[START Provided passage]

A final point about all of this, and something that everyone involved in marketing and advertising needs to know, deep in their bones… what we do *is* annoying. It may seem acceptable, because it is in a medium where it seems tolerated, or we work on campaigns with high budget and analysis of the creative. If we reach such a targeted list, or in a low visibility / complaint media, we might not ever receive personal blowback, but make no mistake about it. There’s a world filled with people who regard our work as ballast or worse, and would be very glad to be ad-free for the rest of their lives.
They do not believe that the amount that we pay for that exposure is what keeps the lights on for any number of publishers, brands and services. These deniers and degraders exist in every medium, from the people who claim to throw out all of their junk mail, to those who download ad blockers to run with their content in laptop and desktop, to those who DVR and skip everything or don’t watch, and so on, and so on.

[END Provided passage]
[START Given data]

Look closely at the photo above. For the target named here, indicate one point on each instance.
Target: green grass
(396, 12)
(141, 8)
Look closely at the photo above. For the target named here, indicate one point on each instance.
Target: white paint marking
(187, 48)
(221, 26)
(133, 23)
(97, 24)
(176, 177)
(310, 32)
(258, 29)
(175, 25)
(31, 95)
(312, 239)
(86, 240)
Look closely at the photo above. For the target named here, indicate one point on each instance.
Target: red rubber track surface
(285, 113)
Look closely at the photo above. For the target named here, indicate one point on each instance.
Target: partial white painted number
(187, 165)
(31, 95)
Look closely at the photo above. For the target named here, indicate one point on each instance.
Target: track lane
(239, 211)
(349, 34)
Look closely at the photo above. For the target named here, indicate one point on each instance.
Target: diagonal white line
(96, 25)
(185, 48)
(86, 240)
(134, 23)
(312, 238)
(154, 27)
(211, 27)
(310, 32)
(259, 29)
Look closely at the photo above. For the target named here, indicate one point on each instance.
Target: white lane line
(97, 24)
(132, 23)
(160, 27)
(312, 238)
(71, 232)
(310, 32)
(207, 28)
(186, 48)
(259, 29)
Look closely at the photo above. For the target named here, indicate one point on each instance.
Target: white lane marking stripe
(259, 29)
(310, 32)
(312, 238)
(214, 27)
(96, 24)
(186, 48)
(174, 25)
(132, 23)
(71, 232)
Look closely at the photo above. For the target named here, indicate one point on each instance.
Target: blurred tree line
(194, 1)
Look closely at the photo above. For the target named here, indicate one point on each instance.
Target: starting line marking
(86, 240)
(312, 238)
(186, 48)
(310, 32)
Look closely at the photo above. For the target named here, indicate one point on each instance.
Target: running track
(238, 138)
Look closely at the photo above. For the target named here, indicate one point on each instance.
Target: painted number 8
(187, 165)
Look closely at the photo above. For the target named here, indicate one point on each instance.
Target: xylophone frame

[END Given data]

### Things to do
1: Set down the stretch of the passage on advertising from "They do not" through "on, and so on.", word for word.
2: Answer these from the passage on advertising:
(a) According to the passage, what would the people who regard advertising work as ballast be very glad to have for the rest of their lives?
(b) What do these people not believe keeps the lights on for publishers, brands and services?
(c) What do some of them download to run with their content on laptop and desktop?
3: Write the next part of the passage on advertising, picking up after its last sentence.

### Final answers
1:
They do not believe that the amount that we pay for that exposure is what keeps the lights on for any number of publishers, brands and services. These deniers and degraders exist in every medium, from the people who claim to throw out all of their junk mail, to those who download ad blockers to run with their content in laptop and desktop, to those who DVR and skip everything or don’t watch, and so on, and so on.

2:
(a) To be ad-free.
(b) The amount paid for that exposure.
(c) Ad blockers.

3:
As marketing and advertising pros, we can ignore this aspect of our work, or dwell on it, all we like. It is a matter of personal choice.
My choice is to view this as a transition phrase, and trust that tech and a free market will eventually produce a wonderful future of targeting solutions that make advertising safe, legal, and rare…
On the other hand, you can regard that as naïve, since advertising density has only gone in one direction, and expect this generation to eventually conform. They will accept your high frequency campaigns as the (free!) price to pay for preferred content. They will learn your branding, your jingle and your offer the same way that it has worked for decades. A strong creative execution and a saturation campaign to build brand and drive awareness.
However, if you are well and truly invested in that latter option, and cannot imagine things going in any other way?
You probably do not want to know how my Millennial finds out about, and listens to, new music.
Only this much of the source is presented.